[Opening Entries shown section]
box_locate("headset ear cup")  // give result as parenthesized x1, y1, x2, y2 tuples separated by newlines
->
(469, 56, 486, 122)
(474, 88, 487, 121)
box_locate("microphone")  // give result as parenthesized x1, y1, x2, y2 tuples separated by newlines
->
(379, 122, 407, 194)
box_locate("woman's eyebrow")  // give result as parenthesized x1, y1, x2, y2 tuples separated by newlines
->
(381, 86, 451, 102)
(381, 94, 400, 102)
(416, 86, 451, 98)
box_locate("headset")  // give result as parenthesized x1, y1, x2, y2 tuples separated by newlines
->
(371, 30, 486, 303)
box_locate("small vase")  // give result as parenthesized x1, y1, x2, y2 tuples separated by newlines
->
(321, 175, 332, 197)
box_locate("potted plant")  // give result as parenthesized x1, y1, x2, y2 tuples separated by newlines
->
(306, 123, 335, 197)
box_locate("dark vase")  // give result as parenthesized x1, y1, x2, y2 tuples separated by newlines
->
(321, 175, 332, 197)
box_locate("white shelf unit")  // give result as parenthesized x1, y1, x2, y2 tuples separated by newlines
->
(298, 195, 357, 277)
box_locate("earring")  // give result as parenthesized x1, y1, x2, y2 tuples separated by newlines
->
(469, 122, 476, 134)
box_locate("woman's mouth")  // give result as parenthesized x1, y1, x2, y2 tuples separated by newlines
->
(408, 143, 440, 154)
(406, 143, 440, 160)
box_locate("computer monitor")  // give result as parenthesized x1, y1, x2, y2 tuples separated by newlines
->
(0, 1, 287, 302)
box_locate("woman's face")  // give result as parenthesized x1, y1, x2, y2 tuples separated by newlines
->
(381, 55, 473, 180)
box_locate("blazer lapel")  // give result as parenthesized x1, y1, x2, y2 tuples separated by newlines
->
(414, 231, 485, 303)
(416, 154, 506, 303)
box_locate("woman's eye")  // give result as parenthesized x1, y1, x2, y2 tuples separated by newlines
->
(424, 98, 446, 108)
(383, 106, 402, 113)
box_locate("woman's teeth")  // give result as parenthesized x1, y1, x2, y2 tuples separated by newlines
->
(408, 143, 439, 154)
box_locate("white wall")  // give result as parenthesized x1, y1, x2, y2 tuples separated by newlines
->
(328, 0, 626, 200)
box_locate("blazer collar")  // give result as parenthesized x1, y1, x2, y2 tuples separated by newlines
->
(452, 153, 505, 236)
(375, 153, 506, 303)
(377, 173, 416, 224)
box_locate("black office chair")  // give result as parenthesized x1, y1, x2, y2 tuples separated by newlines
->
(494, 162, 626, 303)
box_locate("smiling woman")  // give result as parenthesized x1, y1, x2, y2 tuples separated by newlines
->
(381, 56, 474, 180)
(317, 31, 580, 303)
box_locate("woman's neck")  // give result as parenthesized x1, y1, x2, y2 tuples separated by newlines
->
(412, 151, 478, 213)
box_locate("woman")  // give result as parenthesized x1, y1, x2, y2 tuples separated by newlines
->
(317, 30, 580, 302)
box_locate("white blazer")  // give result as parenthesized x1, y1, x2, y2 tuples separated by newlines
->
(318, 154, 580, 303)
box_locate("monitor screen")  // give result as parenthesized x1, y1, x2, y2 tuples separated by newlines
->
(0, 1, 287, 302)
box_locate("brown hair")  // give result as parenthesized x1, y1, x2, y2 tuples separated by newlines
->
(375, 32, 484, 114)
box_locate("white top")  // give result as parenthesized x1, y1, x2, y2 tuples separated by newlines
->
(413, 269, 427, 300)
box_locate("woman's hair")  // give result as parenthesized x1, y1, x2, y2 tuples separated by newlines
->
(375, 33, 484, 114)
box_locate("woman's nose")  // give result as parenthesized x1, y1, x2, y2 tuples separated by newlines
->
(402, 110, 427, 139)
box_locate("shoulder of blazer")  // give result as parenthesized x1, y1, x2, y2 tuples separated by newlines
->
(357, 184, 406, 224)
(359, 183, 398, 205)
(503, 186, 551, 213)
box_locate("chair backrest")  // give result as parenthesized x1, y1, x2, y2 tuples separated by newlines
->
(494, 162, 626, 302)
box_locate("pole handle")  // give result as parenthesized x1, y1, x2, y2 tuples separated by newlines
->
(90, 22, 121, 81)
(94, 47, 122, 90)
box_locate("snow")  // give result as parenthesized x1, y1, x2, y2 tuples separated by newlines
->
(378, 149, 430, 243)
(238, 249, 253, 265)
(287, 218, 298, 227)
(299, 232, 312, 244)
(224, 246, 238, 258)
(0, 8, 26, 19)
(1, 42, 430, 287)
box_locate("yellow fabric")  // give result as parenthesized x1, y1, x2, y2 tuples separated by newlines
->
[Closing Entries shown section]
*Task goal:* The result is a copy of every line above where the word "vase" shows up.

*Reply to the task:*
box_locate("small vase")  // give result as parenthesized x1, y1, x2, y2 tuples separated by newlines
box_locate("dark vase")  // give result as parenthesized x1, y1, x2, y2 tuples separated by newlines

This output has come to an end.